TRAVAIL DEMANDÉ >> Recopiez mot pour mot le passage du texte ci-dessous qui commence à « Ce qui prouve » et se termine à « et si belles... ».

----- TEXTE

Je ne sais si les jeunes gens qui peuplent aujourd'hui nos lycées et collèges pensent de même, mais au temps …où rêveuse bourrique,Grand diable de quinze ans j'étais en rhétorique, j'avais en horreur les distributions de Prix.

Non point que je fusse absolument un cancre, j'ai connu, moi aussi, l'inoubliable joie de recevoir des mains du censeur deux volumes reliés en veau et de sentir une couronne en papier vert se poser sur mon front pur, tandis que M. le Préfet m'appelait « son jeune, ami », avec accompagnement flatteur et cuivré d'une musique militaire.

Mais ces ivresses n’emplissaient point ma jeune âme. Je me disais qu'il eut été si bon d'entrer en vacances tout de suite, sans subir l'énervement de ce dernier jour de geôle et la douche si pénible du discours d'usage !

Il me souvient d'un atroce professeur de grammaire qui nous fit une harangue de deux heures sur les racines des racines grecques. Vingt ans après j'ai encore la migraine rien que d'y penser !

Heureusement, les écoliers du temps présent ne souffrent plus de semblables tortures, le pédantisme étant chaque jour plus délaissé comme système d'éducation. Les discours de distributions de, prix subissent eux-mêmes l'influence salutaire d'une fin de siècle qui a horreur du solennel et de l'ennuyeux. N'a-t-on pas entendu, la semaine passée, une allocution en vers français — voire même en vers libres! — sous les voûtes austères de la Sorbonne?

Vous souvenez-vous aussi des indigestes et soporifiques volumes qu'on décernait autrefois en prix ? Vraiment le choix en était invraisemblable. Tous les rossignols des vieux fonds de librairie, tous les auteurs les plus ignorés et les plus rasants étaient achetés avec un soin jaloux par les lycées, pour servir de récompense et de pâture à nos imaginations d'enfant. Moi qui vous parle, j'ai eu l'honneur d'être gratifié, à la fin de ma troisième, d'un volume de je ne sais plus quel antiquaire sur les inscriptions cunéiformes des monuments d'Egypte. Quel régal pour un gamin de treize ans !

Les heureux potaches d'aujourd'hui reçoivent des livres écrits pour eux ; des récits de voyage ; des volumes de science amusante ; des narrations historiques aussi entraînantes que des romans.

Ce qui prouve que le progrès marche et qu'il ne faut redire le vieux refrain populaire :

De mon temps, oui vraiment,Tout était mieux qu'à présent,
que pour regretter la jeunesse, ce printemps de la vie qui fait les choses si douces et si belles...

Le Congrès des aliénistes qui se tient actuellement à Lyon ne paraît pas être composé de médecins dont les opinions soient parfaitement d'accord. La plupart des grosses questions traitées au sein de ce cénacle ont donné lieu a des débats absolument contradictoires.

C'est toujours la vieille rengaine : Hippocrate dit oui et Gallien dit non.

----------
----- MATÉRIEL D'ÉTUDE

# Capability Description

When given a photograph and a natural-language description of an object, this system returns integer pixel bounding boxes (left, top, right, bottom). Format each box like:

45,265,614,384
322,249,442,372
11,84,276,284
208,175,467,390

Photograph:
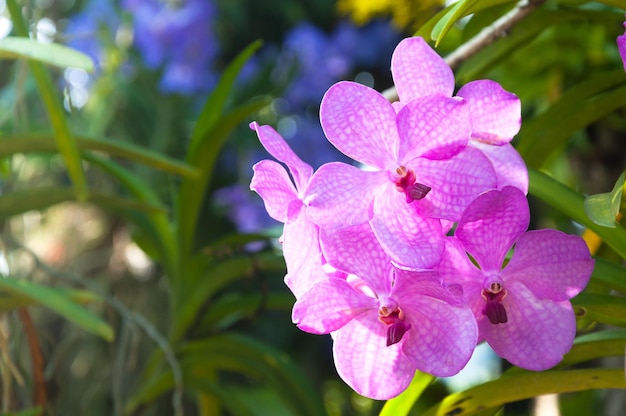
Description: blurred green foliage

----------

CORRIGÉ >>
Ce qui prouve que le progrès marche et qu'il ne faut redire le vieux refrain populaire :

De mon temps, oui vraiment,Tout était mieux qu'à présent,
que pour regretter la jeunesse, ce printemps de la vie qui fait les choses si douces et si belles...